Copy out each of the rows below word for word, with no changes.

** start **

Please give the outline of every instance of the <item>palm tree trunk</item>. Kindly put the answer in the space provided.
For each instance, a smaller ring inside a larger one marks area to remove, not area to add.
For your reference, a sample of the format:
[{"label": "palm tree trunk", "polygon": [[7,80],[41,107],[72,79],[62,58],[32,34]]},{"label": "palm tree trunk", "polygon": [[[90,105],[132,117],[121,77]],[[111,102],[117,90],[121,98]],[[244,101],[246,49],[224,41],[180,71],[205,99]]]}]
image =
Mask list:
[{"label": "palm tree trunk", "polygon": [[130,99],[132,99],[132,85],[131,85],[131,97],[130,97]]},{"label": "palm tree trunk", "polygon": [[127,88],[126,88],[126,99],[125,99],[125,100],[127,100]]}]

** end **

SOLUTION TO THIS EXERCISE.
Please give the outline of every instance of the <item>palm tree trunk</item>. Kindly put the answer in the space provided.
For each instance, a smaller ring inside a larger one marks area to remove, not area to add.
For your reference, a sample of the format:
[{"label": "palm tree trunk", "polygon": [[7,80],[41,107],[72,79],[62,58],[32,34]]},{"label": "palm tree trunk", "polygon": [[[90,105],[132,117],[121,77]],[[111,102],[117,90],[121,98]],[[244,101],[246,49],[224,41],[180,71],[205,99]]]}]
image =
Mask list:
[{"label": "palm tree trunk", "polygon": [[130,99],[132,99],[132,85],[131,85],[131,97],[130,97]]},{"label": "palm tree trunk", "polygon": [[127,88],[126,88],[126,99],[125,99],[125,100],[127,100]]}]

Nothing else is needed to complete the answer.